▶ _DO THIS_:
Render every one of the rows below as a numbered list, leaving out any blank lines.

▶ _INPUT DATA_:
■ ■ ■

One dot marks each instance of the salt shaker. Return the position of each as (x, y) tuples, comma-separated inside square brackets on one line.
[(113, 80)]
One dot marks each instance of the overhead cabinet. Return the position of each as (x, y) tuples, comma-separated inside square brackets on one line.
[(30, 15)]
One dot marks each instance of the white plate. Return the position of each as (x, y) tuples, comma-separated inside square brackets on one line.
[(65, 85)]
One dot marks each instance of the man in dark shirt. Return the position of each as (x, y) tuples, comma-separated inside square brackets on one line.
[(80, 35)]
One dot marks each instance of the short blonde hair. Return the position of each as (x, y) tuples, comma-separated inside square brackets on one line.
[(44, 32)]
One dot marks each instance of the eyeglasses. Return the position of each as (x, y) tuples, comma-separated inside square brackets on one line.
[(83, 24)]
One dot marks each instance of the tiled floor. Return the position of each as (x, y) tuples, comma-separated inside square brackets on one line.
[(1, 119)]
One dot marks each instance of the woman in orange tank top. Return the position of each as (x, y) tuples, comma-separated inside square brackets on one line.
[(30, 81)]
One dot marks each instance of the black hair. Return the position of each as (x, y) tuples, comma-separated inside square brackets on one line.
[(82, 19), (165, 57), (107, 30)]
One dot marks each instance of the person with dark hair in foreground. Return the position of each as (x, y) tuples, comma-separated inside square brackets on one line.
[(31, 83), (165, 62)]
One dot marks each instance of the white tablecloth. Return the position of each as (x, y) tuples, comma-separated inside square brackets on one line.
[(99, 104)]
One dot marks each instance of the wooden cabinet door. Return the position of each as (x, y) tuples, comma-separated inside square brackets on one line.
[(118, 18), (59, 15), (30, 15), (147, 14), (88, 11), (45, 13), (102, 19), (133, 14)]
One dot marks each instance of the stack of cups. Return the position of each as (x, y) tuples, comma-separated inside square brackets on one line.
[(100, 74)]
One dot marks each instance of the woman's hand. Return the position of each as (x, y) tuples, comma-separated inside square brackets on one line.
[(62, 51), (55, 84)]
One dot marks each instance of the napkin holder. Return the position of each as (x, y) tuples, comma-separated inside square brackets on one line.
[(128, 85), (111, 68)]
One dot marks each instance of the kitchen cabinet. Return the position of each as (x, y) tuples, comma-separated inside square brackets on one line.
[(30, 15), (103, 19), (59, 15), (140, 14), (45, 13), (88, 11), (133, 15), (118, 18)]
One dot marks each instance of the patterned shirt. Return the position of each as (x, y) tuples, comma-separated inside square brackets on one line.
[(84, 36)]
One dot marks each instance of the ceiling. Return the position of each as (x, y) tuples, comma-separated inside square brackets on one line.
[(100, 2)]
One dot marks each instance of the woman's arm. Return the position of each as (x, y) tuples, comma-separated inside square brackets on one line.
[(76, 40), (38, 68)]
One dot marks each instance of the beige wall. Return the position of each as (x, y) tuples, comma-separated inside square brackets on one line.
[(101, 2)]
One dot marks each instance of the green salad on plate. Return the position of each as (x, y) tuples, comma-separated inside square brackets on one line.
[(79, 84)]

■ ■ ■

▶ _TASK ANSWER_:
1. One dot marks each instance of the salt shaker. Return the position of each as (x, y) tuples, comma-separated inside square brackets on one line.
2. [(113, 80)]
3. One dot marks each instance of the overhead cabinet. Return the position of each as (x, y) tuples, comma-separated inside square brackets on one line.
4. [(30, 15)]
5. One dot marks each instance of the white plate. Return the position of each as (x, y) tuples, comma-separated inside square brackets on one line.
6. [(65, 85)]
7. One dot marks each instance of the man in dark shirt. Return the position of each as (x, y) tuples, comma-separated inside square brackets on one line.
8. [(80, 35)]
9. One dot marks each instance of the short blonde hair. Return the position of each as (x, y) tuples, comma-separated inside square brackets on one line.
10. [(44, 32)]
11. One dot marks each instance of the eyeglasses. Return the position of each as (x, y) tuples, comma-separated inside square brackets on one line.
12. [(83, 24)]
13. One dot marks each instance of the tiled floor. Return the position of each as (x, y) tuples, comma-separated inside square brackets on one line.
14. [(1, 119)]
15. One dot marks each instance of the woman in orange tank top. Return the position of each as (x, y) tuples, comma-separated inside square brackets on one line.
16. [(30, 81)]
17. One dot marks each instance of the black hair. Return the position of each as (x, y) tuples, comma-separated inside square brackets on one line.
18. [(82, 19), (165, 57), (107, 30)]
19. One dot marks each instance of the person with dark hair in foreground. Return the position of each as (x, y) tuples, comma-separated inside square brackets on one line.
20. [(31, 83), (165, 62)]
21. One dot marks each instance of the white tablecloth. Return the position of each as (x, y) tuples, comma-separated inside square brackets on one line.
22. [(99, 104)]
23. One dot marks each instance of the wooden cabinet door. Return the position of each as (x, y) tuples, comma-separated inside square brackets on one line.
24. [(118, 18), (59, 15), (30, 15), (147, 14), (88, 11), (45, 13), (102, 19), (133, 14)]
25. One dot marks each instance of the stack of cups. Return the position of each as (x, y) tuples, comma-separated inside square brackets on one line.
26. [(100, 74)]
27. One dot marks each instance of the woman's hand. Return the position of each as (x, y) tuples, comma-separated inside square brackets on one line.
28. [(62, 51), (55, 84)]
29. One dot marks each instance of the napkin holder. Return the position of each as (x, y) tuples, comma-separated inside square brackets on one line.
30. [(128, 85), (111, 68)]
31. One dot marks each instance of the kitchen cabinet. Return the position of each as (x, y) tuples, comma-separated inside square brackets on one line.
32. [(30, 15), (103, 19), (59, 15), (140, 14), (45, 13), (88, 11), (133, 15), (118, 18)]
33. One dot marks each instance of the patterned shirt. Return the position of each as (x, y) tuples, comma-separated inside square brackets on one line.
34. [(84, 36)]
35. One dot marks each instance of the ceiling. Return the position of each as (x, y) tuples, comma-separated inside square brackets on one line.
36. [(100, 2)]
37. One dot marks each instance of the woman's arm. Return the position of each as (x, y) tuples, comma-separated inside square brackets on one line.
38. [(76, 40), (38, 68)]
39. One dot marks each instance of the beige wall. Return the position of each as (x, y) tuples, comma-separated inside square brackets on one line.
40. [(101, 2)]
41. One dot marks each instance of the green salad on plate. Return the position of each as (x, y) tuples, comma-separated inside square brackets on one line.
42. [(79, 84)]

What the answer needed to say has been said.